--- Source passage ---
================

How to make a captivating film about a simple love story in 2016? And how to restore romance’s credentials after so many sappy romcoms without giving it too pretentious and intellectual an edge? Apparently, the solution is simple. Take one fiesty filmmaker, Maïwenn, and pair her with a couple of free radicals, namely Emmanuelle Bercot and Vincent Cassel, and viola!

Entered into Cannes last year, where Bercot deservedly won best actress, Mon Roi has a simple story. Tony (Bercot), victim of a serious skiing accident, begins her rehabilitation in a specialised centre and looks back on her relationship with ex-husband Georgio (Cassel). In 10 years, they fell in love, hated each other, married and separated.

Though at first glance the scenario seems trivial, Mon Roi is distinguished by its power and intensity. The sublime interpretation of Tony and Georgio’s love bursts across the screen, almost overwhelming the supporting cast. Maïwenn perfectly communicates to us those common feelings, even the ones that are sometimes inexplicable and irrational, that affect us when it comes to our beloved.

================

--- Excerpted data ---
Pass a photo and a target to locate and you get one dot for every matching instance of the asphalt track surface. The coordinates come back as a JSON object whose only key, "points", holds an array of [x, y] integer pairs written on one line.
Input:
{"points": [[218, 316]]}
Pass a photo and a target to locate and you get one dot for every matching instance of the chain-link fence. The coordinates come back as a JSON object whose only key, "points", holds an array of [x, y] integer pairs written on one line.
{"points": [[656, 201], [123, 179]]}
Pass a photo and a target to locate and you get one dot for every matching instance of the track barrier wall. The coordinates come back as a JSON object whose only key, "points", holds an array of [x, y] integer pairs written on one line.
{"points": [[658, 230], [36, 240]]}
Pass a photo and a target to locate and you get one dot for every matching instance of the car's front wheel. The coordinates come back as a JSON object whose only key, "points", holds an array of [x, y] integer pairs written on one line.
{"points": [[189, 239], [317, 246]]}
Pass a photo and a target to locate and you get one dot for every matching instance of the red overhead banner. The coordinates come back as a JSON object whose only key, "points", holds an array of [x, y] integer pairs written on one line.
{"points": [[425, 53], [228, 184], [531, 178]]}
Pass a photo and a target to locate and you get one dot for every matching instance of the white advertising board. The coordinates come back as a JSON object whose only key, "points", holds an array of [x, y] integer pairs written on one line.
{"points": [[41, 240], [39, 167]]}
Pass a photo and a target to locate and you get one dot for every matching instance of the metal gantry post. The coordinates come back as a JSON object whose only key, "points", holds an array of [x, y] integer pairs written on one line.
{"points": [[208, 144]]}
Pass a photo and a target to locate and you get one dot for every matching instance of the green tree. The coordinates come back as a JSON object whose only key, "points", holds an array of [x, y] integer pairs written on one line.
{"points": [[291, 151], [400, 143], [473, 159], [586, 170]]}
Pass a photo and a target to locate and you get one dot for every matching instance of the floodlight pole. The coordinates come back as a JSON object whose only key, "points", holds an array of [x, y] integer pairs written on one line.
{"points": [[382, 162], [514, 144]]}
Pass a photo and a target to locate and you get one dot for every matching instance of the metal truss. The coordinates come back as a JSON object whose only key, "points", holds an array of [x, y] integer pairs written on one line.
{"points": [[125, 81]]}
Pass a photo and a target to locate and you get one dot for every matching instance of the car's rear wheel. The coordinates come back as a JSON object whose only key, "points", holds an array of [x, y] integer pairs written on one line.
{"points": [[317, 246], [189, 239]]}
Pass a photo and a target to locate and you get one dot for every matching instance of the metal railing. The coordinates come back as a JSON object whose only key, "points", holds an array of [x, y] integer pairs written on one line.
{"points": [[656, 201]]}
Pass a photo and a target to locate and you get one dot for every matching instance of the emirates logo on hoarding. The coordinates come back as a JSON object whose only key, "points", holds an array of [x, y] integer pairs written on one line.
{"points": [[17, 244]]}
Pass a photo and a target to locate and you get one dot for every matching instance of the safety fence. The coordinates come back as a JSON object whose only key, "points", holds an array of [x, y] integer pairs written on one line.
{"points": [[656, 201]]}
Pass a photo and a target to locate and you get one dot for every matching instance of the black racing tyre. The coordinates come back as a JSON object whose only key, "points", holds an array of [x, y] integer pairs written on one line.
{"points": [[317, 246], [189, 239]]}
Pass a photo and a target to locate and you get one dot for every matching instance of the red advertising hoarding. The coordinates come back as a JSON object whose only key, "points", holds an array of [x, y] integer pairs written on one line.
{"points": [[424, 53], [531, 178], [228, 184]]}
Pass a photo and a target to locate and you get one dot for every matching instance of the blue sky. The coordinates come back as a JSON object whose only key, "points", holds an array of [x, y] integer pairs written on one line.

================

--- What to do ---
a) Reproduce the part of the Mon Roi review between "Though at first" and "to our beloved.", inclusive.
b) According to the Mon Roi review, which award did Emmanuelle Bercot win at Cannes?
c) Check each statement against the Mon Roi review and say whether it agrees. (i) Tony is hurt in a skiing accident. (ii) Tony and Georgio are still married. (iii) Mon Roi was entered into Cannes two years earlier.

--- Task responses ---
a)
Though at first glance the scenario seems trivial, Mon Roi is distinguished by its power and intensity. The sublime interpretation of Tony and Georgio’s love bursts across the screen, almost overwhelming the supporting cast. Maïwenn perfectly communicates to us those common feelings, even the ones that are sometimes inexplicable and irrational, that affect us when it comes to our beloved.

b) Best actress.

c)
(i) Yes: "victim of a serious skiing accident."
(ii) No: "married and separated."
(iii) No: "Entered into Cannes last year."